## EXTRAIT CHOISI
——
A 18h, par groupe de deux ou trois, nous nous retrouvons dans le quartier de Mounira, au sud de Saad Zaghloul, pour nous lancer dans cette aventure rocambolesque dans un environnement insolite, voire hostile pour des jeunes citadins mondialisés biberonnés aux transports en commun, la campagne égyptienne !

Nous sommes trois dans mon équipe, et décidons de prendre un microbus depuis Ramsès pour n’importe quelle ville du Delta. Nous voilà donc en route pour Tanta. Ma jambe gauche bloquée contre le siège de devant, la circulation coupée au niveau du genou pendant plus d’une heure, je pousse un soupir de soulagement quand ma coéquipière propose de descendre pour le premier village.

Nous arrivons, vers 20h30-21h, dans un café de la petite localité d’Abou-Machour pour siroter un café turc, le premier d’une longue série. De là, nous allons faire un petit tour nocturne des villages en périphérie de Tanta, qui sont assez nombreux.

L’autostop marche exceptionnellement bien, nous n’attendons jamais plus de cinq minutes pour voir quelqu’un s’arrêter. La première voiture à s’arrêter est conduite par un jeune garçon qui n’avait pas 15 ans, ni son permis de conduire selon toute vraisemblance. Très gentil au demeurant, surtout très inquiet pour notre sécurité : les rues, le soir, seraient mal famées !
——
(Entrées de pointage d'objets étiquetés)

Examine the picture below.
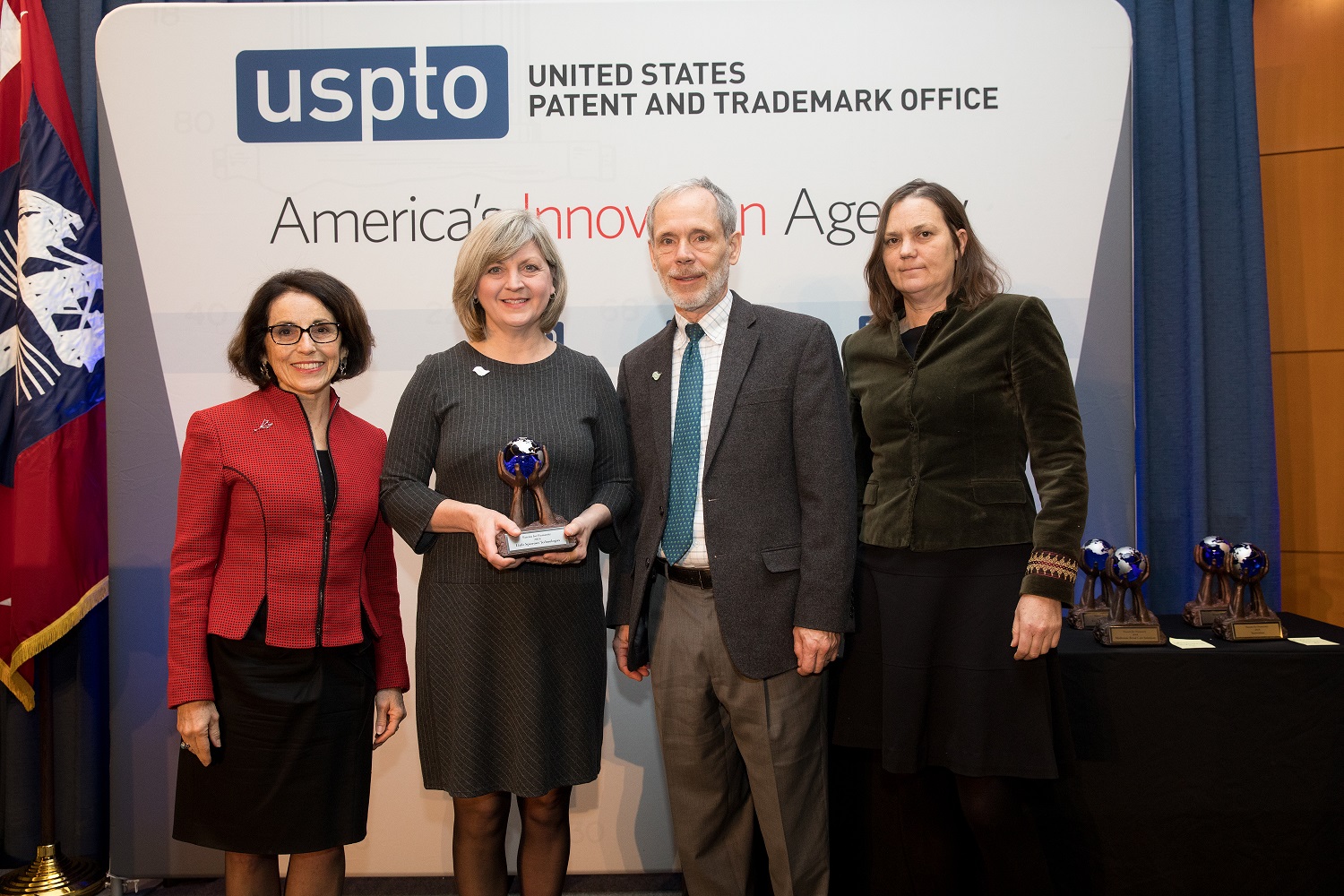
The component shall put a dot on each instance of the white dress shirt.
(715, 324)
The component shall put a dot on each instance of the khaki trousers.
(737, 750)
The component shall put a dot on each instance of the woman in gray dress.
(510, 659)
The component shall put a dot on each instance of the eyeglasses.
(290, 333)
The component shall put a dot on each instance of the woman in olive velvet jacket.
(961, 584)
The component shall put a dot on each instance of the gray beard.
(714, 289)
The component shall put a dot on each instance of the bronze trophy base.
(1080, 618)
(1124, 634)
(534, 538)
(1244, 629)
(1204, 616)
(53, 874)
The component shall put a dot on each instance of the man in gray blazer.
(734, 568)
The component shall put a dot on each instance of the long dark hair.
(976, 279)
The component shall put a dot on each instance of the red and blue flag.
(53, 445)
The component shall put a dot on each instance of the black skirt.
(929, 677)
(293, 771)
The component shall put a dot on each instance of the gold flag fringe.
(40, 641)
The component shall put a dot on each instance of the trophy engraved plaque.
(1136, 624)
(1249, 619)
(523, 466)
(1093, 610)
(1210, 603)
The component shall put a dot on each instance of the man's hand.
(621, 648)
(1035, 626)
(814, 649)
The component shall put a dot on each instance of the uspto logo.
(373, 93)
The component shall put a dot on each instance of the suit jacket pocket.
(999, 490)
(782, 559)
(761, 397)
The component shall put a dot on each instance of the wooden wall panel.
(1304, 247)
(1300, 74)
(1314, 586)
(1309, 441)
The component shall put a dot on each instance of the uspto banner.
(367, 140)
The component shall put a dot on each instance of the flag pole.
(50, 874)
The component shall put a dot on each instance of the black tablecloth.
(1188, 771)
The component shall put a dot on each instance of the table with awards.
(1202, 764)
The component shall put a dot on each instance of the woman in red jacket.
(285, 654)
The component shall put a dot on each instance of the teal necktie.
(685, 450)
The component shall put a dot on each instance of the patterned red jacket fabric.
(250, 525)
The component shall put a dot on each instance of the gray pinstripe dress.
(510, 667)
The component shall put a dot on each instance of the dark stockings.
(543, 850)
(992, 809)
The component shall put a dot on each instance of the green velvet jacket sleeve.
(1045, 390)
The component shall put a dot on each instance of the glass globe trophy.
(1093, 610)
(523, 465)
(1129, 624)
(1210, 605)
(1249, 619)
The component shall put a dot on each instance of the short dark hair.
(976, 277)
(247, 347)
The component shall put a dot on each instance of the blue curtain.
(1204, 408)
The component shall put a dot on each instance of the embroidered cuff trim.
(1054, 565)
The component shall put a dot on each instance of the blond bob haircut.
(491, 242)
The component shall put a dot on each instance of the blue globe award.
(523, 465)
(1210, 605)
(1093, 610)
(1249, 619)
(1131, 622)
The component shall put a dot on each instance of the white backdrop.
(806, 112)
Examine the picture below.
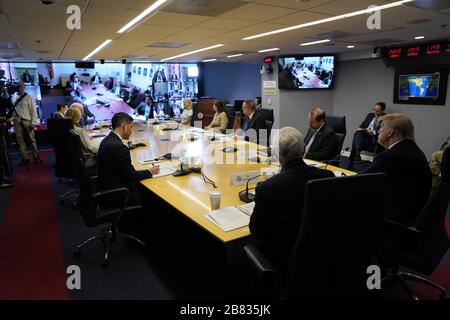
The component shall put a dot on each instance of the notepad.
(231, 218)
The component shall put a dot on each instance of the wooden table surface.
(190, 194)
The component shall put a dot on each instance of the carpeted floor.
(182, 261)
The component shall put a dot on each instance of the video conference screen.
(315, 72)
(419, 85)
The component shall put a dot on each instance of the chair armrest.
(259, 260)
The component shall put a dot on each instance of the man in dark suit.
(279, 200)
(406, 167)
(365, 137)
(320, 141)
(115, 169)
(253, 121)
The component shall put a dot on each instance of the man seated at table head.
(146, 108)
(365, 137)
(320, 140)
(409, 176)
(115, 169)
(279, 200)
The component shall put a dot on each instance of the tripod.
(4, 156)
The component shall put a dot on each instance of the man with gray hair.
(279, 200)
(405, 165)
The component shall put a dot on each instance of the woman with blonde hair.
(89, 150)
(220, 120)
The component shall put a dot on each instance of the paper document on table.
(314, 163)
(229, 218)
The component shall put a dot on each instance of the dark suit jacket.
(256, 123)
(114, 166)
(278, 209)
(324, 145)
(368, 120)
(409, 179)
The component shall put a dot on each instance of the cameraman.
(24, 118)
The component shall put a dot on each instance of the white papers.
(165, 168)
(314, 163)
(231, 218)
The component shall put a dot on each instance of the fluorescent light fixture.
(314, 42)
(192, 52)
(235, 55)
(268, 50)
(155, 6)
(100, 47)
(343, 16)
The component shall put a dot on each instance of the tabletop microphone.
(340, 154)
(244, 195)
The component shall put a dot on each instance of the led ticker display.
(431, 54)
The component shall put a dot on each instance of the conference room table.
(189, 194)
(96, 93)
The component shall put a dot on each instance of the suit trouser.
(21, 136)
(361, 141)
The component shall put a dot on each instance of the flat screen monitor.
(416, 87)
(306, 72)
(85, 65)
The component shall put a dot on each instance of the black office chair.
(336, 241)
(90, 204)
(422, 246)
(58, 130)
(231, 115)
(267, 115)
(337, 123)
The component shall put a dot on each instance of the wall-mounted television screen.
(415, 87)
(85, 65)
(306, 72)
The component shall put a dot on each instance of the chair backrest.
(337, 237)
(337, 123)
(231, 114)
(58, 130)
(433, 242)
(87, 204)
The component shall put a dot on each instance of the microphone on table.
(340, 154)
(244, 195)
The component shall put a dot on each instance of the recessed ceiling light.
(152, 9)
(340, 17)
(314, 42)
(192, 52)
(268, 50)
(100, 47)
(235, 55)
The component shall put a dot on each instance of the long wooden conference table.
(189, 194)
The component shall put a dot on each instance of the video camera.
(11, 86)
——
## CONSIGNES DE L'EXERCICE
a) Reproduisez, s'il vous plaît, le passage du récit de voyage dans le Delta qui va de "L’autostop marche exceptionnellement" à "mal famées !".
b) Dans le récit de voyage dans le Delta, combien de temps l'équipe attend-elle au maximum avant qu'un véhicule ne s'arrête en autostop ?
c) Poursuivez le récit de voyage dans la campagne égyptienne à partir de sa dernière phrase.

## RÉPONSES PAR CONSIGNE
a)
L’autostop marche exceptionnellement bien, nous n’attendons jamais plus de cinq minutes pour voir quelqu’un s’arrêter. La première voiture à s’arrêter est conduite par un jeune garçon qui n’avait pas 15 ans, ni son permis de conduire selon toute vraisemblance. Très gentil au demeurant, surtout très inquiet pour notre sécurité : les rues, le soir, seraient mal famées !

b) Jamais plus de cinq minutes.

c)
Sur le moment, nous ne savions trop quoi en penser, mais nous aimerions bien sympathiser avec les habitants, dans l’espoir qu’ils nous inviteront à dîner chez eux, voire à dormir quelques heures. Cet espoir sera vite réduit à néant. Les habitants ne sont pas du tout réceptifs : ils nous regardent avec des mines incrédules, un peu circonspectes, comme si notre entreprise était une perte de temps.

Dans notre quête pour trouver un endroit où dormir, nous parvenons à monter dans l’un de ces énormes camions poids-lourd qu’on rencontre sur les autoroutes. Au fond de la cabine, nous sommes assis sur le lit du conducteur. La radio est allumée sur du Oum Kalsoum, nous lui demandons si elle est toujours aussi populaire chez les jeunes. C’est alors qu’il arrête la radio et se lance dans un solo de la cantatrice a cappella parfaitement exécuté ! On sentait les longues heures de pratique. Il tient à nous emmener jusqu’à notre destination, nous lui indiquons une localité au-dessus de Tanta où nous espérons trouver un hôtel ou une auberge de jeunesse.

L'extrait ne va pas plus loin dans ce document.